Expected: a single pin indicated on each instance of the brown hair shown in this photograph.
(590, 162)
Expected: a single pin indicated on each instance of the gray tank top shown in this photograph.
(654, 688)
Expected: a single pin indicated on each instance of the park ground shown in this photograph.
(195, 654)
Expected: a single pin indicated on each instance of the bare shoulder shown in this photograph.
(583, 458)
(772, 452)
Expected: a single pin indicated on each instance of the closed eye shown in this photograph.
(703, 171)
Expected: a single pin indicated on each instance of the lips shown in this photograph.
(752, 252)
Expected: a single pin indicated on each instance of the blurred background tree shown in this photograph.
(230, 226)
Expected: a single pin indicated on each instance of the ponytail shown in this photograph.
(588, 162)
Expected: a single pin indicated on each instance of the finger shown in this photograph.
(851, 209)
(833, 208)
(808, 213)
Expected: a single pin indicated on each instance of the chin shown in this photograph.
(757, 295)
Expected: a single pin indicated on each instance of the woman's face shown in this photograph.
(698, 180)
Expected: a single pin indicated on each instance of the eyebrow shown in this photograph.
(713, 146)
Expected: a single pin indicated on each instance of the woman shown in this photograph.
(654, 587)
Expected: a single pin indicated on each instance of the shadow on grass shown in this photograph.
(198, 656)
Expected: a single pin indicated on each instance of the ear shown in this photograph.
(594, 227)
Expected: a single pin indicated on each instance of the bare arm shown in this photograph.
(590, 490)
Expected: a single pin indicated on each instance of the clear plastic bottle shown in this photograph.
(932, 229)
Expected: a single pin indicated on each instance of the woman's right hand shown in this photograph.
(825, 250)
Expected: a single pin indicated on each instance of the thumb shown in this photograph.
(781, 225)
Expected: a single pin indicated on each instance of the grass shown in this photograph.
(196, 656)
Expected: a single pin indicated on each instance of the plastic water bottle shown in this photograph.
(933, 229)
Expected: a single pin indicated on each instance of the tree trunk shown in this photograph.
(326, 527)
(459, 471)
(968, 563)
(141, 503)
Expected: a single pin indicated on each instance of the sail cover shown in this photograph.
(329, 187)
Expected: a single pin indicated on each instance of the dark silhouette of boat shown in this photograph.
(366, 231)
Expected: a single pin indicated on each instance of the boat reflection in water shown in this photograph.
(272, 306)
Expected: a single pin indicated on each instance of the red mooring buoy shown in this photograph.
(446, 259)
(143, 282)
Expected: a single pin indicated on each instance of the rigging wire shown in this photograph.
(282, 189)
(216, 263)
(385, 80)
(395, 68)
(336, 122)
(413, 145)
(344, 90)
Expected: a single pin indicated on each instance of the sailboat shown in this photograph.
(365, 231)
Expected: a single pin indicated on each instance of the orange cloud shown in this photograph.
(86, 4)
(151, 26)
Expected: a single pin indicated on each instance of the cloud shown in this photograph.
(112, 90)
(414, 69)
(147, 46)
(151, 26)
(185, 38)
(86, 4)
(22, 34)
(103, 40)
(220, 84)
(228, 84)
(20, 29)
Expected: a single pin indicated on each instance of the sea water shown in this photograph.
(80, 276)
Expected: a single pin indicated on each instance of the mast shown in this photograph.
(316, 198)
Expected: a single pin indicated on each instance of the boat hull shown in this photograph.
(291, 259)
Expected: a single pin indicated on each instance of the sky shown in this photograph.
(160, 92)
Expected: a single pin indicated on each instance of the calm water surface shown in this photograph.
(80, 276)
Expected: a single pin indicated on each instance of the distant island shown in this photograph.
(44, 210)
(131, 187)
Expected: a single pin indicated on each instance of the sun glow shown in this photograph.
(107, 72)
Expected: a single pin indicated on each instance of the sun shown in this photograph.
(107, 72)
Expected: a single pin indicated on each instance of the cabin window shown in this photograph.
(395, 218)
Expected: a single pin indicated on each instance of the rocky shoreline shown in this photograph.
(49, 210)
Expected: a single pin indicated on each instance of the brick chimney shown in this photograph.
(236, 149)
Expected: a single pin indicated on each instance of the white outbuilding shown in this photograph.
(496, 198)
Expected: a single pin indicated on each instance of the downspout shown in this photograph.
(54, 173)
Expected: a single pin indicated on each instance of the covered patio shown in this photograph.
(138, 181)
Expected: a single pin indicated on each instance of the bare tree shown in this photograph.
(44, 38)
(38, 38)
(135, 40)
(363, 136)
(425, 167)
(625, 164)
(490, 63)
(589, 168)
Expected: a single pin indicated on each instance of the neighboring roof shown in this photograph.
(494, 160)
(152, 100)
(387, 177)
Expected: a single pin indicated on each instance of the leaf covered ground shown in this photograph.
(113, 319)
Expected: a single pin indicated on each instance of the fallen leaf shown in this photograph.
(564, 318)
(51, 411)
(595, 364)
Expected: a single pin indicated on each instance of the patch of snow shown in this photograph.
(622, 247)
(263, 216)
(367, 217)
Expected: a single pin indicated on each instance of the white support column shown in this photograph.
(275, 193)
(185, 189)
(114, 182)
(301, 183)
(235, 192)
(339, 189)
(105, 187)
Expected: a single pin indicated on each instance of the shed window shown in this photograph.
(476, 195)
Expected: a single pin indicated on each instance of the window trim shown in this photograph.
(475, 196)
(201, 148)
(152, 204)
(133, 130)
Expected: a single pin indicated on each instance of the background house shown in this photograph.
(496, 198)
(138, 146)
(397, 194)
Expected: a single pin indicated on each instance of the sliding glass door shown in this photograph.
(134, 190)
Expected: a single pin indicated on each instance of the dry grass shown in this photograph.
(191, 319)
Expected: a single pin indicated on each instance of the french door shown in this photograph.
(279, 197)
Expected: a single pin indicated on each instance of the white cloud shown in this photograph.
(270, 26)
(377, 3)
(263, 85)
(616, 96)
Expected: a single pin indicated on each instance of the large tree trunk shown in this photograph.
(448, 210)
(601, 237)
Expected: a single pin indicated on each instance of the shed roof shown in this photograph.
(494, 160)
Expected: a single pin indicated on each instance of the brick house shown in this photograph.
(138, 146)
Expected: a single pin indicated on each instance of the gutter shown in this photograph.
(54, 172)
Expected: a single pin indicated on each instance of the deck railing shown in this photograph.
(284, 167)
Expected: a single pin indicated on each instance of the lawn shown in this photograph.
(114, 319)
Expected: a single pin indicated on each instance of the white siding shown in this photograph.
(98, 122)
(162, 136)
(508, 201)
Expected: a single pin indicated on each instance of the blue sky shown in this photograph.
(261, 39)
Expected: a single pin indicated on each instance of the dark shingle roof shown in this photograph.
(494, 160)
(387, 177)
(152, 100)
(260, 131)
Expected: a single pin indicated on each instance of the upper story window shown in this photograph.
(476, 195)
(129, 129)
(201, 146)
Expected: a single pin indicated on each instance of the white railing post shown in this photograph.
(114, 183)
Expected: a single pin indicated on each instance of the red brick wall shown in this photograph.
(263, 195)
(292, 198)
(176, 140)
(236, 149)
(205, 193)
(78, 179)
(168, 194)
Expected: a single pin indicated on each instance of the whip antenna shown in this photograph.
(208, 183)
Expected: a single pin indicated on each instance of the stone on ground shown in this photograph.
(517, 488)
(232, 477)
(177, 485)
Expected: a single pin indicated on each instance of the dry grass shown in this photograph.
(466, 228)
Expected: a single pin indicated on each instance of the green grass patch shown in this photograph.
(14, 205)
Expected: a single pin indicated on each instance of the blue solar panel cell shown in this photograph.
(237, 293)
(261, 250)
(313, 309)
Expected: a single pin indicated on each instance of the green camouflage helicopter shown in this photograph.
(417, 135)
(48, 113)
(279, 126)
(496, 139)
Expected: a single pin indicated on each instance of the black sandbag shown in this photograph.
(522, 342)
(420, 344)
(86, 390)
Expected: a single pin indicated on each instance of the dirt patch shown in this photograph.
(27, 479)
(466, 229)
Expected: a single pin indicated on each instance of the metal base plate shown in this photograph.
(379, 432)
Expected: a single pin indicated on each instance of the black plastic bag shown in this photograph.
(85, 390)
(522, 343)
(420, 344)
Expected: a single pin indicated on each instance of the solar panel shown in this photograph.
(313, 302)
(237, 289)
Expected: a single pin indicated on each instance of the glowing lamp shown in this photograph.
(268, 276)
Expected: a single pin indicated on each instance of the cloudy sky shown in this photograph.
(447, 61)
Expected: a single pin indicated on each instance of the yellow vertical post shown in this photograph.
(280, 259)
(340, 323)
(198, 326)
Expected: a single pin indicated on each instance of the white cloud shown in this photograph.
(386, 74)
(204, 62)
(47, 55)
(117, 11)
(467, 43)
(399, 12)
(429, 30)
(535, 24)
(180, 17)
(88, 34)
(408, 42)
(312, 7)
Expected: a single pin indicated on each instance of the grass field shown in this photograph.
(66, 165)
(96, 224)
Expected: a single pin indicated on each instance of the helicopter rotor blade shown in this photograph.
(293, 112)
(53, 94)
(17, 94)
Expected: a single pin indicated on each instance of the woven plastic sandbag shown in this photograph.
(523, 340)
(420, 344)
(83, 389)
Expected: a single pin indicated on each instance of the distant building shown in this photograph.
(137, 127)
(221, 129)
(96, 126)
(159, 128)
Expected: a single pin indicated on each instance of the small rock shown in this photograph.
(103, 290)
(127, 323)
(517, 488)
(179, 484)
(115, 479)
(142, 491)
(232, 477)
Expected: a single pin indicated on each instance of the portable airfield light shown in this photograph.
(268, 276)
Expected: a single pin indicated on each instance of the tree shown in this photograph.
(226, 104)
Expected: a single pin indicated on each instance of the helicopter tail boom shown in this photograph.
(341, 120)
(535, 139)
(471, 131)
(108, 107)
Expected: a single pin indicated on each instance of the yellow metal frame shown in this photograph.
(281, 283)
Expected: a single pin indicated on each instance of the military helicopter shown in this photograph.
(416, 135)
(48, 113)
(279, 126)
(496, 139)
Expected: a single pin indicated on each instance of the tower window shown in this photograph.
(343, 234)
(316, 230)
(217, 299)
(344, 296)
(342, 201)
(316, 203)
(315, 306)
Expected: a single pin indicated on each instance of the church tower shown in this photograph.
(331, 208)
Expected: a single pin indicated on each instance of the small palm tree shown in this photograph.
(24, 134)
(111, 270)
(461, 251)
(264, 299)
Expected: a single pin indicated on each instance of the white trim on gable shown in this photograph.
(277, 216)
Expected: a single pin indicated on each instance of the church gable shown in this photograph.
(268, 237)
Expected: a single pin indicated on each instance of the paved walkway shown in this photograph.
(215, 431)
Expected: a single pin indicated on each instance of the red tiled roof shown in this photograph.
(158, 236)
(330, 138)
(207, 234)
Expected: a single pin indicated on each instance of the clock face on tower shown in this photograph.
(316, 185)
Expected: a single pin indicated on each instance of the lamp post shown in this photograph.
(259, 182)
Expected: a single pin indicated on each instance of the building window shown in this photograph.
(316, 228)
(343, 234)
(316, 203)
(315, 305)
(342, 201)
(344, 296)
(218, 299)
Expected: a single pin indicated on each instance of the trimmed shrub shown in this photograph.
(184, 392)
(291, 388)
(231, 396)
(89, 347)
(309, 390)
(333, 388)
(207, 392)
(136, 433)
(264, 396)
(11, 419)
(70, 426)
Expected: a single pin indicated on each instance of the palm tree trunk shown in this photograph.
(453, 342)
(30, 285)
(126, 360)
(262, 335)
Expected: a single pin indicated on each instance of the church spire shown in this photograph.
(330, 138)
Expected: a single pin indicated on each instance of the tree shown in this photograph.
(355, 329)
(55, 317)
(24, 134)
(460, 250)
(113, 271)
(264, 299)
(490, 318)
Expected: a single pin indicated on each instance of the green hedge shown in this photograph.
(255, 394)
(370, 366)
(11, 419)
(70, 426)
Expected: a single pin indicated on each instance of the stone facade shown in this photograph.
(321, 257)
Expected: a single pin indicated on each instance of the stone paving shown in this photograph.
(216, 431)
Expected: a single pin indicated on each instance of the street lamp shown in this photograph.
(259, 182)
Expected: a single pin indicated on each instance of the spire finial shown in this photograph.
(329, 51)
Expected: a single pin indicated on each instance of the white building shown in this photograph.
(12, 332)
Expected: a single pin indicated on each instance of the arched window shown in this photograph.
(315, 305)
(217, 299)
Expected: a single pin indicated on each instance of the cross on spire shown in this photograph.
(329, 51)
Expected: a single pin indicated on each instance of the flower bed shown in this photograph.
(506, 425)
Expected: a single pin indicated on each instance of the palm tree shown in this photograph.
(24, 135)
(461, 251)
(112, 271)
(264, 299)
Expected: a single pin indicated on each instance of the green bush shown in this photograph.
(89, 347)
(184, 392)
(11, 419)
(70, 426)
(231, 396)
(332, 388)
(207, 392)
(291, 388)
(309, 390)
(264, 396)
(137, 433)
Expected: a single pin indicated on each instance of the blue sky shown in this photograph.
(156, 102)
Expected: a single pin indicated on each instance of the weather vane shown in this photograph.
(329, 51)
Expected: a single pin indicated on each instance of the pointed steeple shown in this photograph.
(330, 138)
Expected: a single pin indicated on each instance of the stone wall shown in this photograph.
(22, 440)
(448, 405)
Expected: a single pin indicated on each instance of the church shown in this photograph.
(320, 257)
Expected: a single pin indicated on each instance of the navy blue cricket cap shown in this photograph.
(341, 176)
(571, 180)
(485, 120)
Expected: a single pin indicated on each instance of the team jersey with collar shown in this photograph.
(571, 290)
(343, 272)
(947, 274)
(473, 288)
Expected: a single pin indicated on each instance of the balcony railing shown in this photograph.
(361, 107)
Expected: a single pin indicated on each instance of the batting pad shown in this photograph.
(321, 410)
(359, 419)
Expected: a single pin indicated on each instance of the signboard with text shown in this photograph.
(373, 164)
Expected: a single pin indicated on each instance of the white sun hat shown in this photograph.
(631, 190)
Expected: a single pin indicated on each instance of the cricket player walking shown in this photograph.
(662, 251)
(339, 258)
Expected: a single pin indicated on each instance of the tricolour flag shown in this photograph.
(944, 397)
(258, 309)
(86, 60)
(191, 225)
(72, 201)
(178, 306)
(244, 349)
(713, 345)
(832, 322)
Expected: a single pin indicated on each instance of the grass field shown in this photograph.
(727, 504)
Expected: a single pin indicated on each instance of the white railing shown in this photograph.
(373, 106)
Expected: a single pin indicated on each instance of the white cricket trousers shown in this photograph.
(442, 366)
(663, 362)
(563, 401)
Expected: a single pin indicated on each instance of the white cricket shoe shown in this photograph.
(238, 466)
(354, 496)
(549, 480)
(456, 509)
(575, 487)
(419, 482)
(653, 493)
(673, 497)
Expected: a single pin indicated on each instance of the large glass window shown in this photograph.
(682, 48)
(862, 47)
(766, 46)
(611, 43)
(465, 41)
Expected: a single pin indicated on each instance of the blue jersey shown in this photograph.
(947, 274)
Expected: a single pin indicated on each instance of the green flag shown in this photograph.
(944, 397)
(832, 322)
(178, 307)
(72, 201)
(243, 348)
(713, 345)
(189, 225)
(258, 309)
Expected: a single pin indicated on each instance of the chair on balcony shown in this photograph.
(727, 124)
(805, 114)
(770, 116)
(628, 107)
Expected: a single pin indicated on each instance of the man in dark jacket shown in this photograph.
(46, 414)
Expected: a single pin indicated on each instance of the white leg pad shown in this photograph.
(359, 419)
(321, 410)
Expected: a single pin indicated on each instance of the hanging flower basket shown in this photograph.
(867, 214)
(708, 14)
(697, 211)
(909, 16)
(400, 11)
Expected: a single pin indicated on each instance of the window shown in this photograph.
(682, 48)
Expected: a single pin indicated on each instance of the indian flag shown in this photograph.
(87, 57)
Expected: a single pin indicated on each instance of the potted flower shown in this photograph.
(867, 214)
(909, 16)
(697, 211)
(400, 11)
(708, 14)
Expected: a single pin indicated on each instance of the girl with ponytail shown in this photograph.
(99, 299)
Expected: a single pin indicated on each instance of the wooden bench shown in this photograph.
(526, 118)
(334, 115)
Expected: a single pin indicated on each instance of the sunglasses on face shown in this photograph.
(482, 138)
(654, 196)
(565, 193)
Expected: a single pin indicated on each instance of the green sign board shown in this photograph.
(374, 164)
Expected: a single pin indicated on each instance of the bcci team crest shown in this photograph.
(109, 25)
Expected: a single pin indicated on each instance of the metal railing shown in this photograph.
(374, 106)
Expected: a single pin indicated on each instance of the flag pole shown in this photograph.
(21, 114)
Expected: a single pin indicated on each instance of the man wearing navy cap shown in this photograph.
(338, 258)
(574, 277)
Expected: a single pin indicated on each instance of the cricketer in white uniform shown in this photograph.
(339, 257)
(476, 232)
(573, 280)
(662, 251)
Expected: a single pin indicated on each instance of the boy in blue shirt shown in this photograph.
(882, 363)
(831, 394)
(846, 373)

What you should do: Output exactly the lines above, from the one holding "metal railing shown in this photograph." through the end of the data, including the first and last.

Reply to the exercise:
Expected: a single pin indicated on each instance of the metal railing shown in this photograph.
(374, 106)
Expected: a single pin indicated on each instance of the flag pole shown in this photograph.
(21, 114)
Expected: a single pin indicated on each instance of the man wearing navy cap shown in this photograph.
(338, 258)
(574, 277)
Expected: a single pin indicated on each instance of the cricketer in white uniform shown in this photograph.
(339, 257)
(476, 232)
(573, 280)
(662, 251)
Expected: a single pin indicated on each instance of the boy in blue shirt shown in this photograph.
(882, 363)
(831, 394)
(846, 373)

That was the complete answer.